Cette perspective biographique des relations amicales de l’enfant et de son sentiment d’appartenance nous a permis de dégager plusieurs séquences et phases interactionnelles – avec leurs enjeux et perspectives propres. Ces phases démontrent une forme d’évolution dans les habiletés sociales, facilitent la compréhension et permet de situer l’enfant au sein du collectif observé. Le travail d’accompagnement, selon les phases, se révélera très différent.
Inclusion et évolution de l’appartenance en phases
Tout enfant arrivant dans une structure n’arrive pas avec la même expérience en matière de contexte relationnel, d’amitié et d’intérêt. Nous l’avons dit précédemment, l’enfant arrive avec un bagage de relations préexistantes facilitant ou rendant plus compliqué la construction d’un tissu relationnel au sein du collectif. Les informations échangées lors des entretiens familiaux ou lors des transitions entre deux institutions d’accueil doivent permettre de nous renseigner précisément sur les amitiés existantes à l’intérieur (et l’extérieur, qui sont les absents ?) lorsque l’enfant débute dans la structure.
Dans le cas d’enfants ayant des difficultés d’inclusion, c’est-à-dire de construction et d’entretien de liens relationnels amicaux parmi le collectif, nous remarquons certaines manifestations systématiques qui sont très récurrentes mais surtout qui semblent attester d’une évolution de l’inclusion de l’enfant et son sentiment d’appartenance au groupe. En effet, plusieurs observations autour d’enfants peinant à s’intégrer et être inclus nous ont montré que certaines phases identiques s’entrelaçaient de manière cohérente et les unes après les autres. De là, des hypothèses et une analyse des enjeux de chaque phases ont été posées afin de comprendre ce qui se jouait. Cela a permis enfin de pouvoir émettre des pistes, des approches ou en écarter d’autres.
Avant d’entrer dans la description des dites phases, il est important de dire que la systématique et l’enchaînement de ces dernières ont été observées et analysées à plusieurs reprises par différent·e·s professionnel·le·s de terrain dans des contextes institutionnels et pédagogiques différents. Les enfants, quant à eux, n’avaient comme dénominateur commun que le fait d’être très désœuvrés et angoissés de se retrouver dans une structure d’accueil. Pour le reste, la trajectoire familiale, institutionnelle ou leurs « besoins spécifiques » différaient diamétralement. C’est là l’intérêt de l’analyse, car elle doit permettre de revenir à un travail basé sur l’enfant et la construction de son adresse au collectif, ce qui est l’objectif premier d’une structure d’accueil, dans laquelle nous retrouvons de plus des professionnel·le·s censés être pleinement qualifiés à cet effet.

• **DONNÉES**:

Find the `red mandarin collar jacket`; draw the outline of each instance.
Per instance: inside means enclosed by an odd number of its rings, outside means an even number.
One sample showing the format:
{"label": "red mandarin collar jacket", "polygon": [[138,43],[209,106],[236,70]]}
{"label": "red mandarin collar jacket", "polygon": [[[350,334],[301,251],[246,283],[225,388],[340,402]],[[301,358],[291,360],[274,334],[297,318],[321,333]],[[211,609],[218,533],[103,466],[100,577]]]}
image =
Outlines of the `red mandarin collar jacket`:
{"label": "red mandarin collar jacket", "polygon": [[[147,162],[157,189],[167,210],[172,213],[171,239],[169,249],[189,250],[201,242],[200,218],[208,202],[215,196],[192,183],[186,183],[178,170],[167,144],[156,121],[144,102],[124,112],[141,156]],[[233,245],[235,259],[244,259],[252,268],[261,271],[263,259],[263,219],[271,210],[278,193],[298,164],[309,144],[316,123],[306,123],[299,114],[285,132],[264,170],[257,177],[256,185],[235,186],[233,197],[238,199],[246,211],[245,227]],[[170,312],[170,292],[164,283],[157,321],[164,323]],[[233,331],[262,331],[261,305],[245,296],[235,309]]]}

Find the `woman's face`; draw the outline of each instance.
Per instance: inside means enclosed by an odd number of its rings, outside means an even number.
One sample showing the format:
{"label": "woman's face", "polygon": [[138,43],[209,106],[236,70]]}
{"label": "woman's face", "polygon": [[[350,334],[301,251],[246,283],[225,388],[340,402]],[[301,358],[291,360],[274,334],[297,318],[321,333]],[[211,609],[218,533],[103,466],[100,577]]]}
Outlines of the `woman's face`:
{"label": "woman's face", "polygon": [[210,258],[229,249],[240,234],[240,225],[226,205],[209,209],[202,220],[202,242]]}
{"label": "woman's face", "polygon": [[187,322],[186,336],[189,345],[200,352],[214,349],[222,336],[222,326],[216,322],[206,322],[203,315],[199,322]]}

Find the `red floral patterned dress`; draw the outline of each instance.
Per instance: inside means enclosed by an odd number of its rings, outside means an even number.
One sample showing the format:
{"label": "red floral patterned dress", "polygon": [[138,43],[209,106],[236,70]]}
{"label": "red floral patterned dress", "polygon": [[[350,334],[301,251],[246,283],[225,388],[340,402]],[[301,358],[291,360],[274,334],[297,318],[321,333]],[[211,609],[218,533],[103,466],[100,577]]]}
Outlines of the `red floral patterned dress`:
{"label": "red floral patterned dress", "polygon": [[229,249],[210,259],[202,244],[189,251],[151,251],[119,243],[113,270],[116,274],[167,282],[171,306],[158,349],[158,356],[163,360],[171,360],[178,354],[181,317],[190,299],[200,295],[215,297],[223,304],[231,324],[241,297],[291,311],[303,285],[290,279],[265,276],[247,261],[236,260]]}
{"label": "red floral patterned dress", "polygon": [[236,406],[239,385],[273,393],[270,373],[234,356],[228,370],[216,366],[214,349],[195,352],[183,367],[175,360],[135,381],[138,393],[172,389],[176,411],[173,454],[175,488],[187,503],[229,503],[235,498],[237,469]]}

• **CONSIGNE**: Recopiez, s'il vous plaît, le passage du texte sur l'inclusion des enfants en structure d'accueil allant de « Inclusion et évolution » jusqu'à « dans la structure. ».

• **CORRIGÉ**:
Inclusion et évolution de l’appartenance en phases
Tout enfant arrivant dans une structure n’arrive pas avec la même expérience en matière de contexte relationnel, d’amitié et d’intérêt. Nous l’avons dit précédemment, l’enfant arrive avec un bagage de relations préexistantes facilitant ou rendant plus compliqué la construction d’un tissu relationnel au sein du collectif. Les informations échangées lors des entretiens familiaux ou lors des transitions entre deux institutions d’accueil doivent permettre de nous renseigner précisément sur les amitiés existantes à l’intérieur (et l’extérieur, qui sont les absents ?) lorsque l’enfant débute dans la structure.